▶ **Reading passage**:
=-=-=

On another note, I'm obsessed with cooking. I cook all the foods I can't eat. People think I'm just being nice, cooking them meals, full of nasty fried foods and eggs and sugar. But I'm not, I'm cooking it because that way I can do something that involves food but doesn't involve eating. Tomorrow I'm going to bake a fudge for my work. It has 4 (!!) eggs and 3.5 Cups of sugar (again, !!!). The only problem with cooking is I hate, hate, hate the smell of food. It scares me that I might be breathing in calories. The smell has to come from somewhere, which means little food particles floating around in the air. I avoid the kitchen when foods are cooking, or hold my breathe, walk away take a breathe where there isn't any smell take a breathe and come back and hold my breathe again. Once we were bringing pizza home (not my idea of fun.) and I sat in the car and stuck my head out the window. My father thought I was just being silly, but I was so frigging scared.

=-=-=

▶ **Instructions for the task**: In the passage about cooking, how many eggs does the fudge planned for work contain?

=-=-=

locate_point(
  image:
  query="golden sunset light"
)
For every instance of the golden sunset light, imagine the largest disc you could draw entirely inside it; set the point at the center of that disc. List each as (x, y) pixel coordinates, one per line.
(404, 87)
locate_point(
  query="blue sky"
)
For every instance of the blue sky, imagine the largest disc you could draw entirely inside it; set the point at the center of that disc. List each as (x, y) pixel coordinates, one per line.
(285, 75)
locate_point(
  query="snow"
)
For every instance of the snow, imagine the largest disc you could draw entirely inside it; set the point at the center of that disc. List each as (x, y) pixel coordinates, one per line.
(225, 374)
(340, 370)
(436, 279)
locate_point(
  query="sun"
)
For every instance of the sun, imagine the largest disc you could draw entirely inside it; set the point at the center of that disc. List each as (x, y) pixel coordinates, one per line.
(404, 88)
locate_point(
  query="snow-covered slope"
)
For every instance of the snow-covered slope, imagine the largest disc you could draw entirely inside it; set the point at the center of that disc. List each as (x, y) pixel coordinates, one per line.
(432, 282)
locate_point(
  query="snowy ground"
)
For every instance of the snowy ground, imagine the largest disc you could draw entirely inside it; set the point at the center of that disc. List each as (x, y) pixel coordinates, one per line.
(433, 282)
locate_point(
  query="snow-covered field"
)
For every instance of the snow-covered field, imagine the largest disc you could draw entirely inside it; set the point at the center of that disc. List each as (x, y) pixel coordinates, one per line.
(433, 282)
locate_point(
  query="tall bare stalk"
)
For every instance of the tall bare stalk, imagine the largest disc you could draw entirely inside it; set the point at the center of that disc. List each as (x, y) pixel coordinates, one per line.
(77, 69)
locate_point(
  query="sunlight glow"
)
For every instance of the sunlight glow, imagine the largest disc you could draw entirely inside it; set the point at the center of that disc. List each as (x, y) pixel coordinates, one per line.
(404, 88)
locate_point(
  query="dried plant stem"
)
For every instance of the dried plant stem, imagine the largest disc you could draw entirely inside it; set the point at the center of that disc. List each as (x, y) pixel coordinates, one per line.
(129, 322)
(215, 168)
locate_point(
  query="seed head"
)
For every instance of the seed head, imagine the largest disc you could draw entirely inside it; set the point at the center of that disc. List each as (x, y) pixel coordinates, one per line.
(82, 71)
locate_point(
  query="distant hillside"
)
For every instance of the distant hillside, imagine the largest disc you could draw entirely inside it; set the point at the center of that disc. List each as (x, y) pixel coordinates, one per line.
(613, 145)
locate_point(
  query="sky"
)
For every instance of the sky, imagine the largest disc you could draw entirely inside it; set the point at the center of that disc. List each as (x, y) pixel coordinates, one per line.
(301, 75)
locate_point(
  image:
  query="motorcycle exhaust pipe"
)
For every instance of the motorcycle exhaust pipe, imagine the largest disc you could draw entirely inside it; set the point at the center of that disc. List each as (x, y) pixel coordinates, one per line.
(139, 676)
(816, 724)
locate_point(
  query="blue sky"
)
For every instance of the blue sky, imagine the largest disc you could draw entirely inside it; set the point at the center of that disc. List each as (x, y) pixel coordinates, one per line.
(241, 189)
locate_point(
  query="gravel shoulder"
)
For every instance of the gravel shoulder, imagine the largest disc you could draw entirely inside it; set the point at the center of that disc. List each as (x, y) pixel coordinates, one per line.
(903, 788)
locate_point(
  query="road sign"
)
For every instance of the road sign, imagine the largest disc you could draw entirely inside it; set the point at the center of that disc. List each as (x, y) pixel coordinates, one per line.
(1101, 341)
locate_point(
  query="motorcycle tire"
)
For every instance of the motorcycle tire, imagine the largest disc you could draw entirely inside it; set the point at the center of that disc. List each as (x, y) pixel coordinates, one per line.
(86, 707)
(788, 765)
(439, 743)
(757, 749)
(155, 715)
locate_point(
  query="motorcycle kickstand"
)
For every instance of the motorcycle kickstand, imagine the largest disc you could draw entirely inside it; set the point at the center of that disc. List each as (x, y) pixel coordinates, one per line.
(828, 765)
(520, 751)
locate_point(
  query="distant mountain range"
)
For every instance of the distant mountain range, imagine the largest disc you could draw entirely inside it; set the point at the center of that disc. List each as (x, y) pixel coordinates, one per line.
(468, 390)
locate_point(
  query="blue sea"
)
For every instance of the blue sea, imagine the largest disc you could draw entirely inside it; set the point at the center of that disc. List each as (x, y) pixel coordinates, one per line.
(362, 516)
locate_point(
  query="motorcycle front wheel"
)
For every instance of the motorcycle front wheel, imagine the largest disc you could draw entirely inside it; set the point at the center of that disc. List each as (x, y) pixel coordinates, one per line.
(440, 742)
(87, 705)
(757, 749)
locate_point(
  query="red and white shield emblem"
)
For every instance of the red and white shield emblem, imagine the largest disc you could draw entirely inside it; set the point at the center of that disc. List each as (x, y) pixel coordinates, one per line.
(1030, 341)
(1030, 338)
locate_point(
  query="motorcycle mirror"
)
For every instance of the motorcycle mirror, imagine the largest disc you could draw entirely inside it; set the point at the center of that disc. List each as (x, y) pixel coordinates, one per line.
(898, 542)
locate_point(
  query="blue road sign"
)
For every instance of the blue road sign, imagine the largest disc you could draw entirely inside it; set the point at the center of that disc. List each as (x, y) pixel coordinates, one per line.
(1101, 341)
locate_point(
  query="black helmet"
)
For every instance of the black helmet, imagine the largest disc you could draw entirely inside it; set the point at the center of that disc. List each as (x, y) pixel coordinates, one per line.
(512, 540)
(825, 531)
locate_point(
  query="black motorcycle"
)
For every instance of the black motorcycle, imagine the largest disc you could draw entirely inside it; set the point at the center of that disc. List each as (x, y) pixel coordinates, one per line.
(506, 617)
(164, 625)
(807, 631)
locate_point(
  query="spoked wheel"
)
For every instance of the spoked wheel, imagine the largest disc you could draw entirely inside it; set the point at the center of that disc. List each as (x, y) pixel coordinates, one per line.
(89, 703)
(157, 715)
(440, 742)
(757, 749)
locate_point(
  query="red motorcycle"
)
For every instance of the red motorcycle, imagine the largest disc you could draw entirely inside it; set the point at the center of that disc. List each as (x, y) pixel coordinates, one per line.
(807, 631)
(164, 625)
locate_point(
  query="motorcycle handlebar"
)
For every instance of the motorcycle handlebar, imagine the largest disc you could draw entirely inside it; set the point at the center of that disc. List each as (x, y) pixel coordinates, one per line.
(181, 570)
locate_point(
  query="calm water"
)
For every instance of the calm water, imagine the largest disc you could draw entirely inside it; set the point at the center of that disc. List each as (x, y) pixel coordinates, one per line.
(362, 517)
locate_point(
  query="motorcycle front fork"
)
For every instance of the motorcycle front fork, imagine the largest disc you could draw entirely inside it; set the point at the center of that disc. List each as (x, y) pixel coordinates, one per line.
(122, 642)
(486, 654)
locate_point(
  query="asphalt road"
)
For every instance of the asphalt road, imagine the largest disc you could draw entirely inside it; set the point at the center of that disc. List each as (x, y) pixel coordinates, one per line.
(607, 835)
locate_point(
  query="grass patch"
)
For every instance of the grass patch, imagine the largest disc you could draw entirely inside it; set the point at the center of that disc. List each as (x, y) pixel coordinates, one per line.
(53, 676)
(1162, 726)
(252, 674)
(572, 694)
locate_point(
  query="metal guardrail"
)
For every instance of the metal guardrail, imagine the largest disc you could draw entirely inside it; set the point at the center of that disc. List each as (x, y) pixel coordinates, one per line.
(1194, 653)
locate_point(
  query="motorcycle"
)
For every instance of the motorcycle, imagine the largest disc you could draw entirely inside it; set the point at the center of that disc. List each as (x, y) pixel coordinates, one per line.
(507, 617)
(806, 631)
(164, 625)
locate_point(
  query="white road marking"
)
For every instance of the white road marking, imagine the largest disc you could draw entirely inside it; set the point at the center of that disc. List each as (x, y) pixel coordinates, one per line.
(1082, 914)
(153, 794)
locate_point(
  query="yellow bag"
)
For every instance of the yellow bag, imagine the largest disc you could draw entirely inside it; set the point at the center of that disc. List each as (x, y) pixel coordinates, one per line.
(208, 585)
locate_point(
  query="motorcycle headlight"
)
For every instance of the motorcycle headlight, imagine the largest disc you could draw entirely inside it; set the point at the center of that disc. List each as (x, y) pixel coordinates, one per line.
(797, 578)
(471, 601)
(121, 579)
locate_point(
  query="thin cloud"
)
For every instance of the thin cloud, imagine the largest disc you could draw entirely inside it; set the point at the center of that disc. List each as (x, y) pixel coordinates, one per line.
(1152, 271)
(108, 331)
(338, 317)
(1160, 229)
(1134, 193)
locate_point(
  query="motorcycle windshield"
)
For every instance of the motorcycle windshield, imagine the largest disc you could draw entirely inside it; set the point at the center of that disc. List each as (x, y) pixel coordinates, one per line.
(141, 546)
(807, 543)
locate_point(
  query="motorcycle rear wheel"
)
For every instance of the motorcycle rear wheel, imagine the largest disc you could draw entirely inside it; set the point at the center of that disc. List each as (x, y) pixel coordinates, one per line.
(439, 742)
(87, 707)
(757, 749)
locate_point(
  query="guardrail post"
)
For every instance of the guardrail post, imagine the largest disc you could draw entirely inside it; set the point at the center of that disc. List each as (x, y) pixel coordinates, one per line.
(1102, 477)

=-=-=

▶ **Exercise solution**: Four eggs.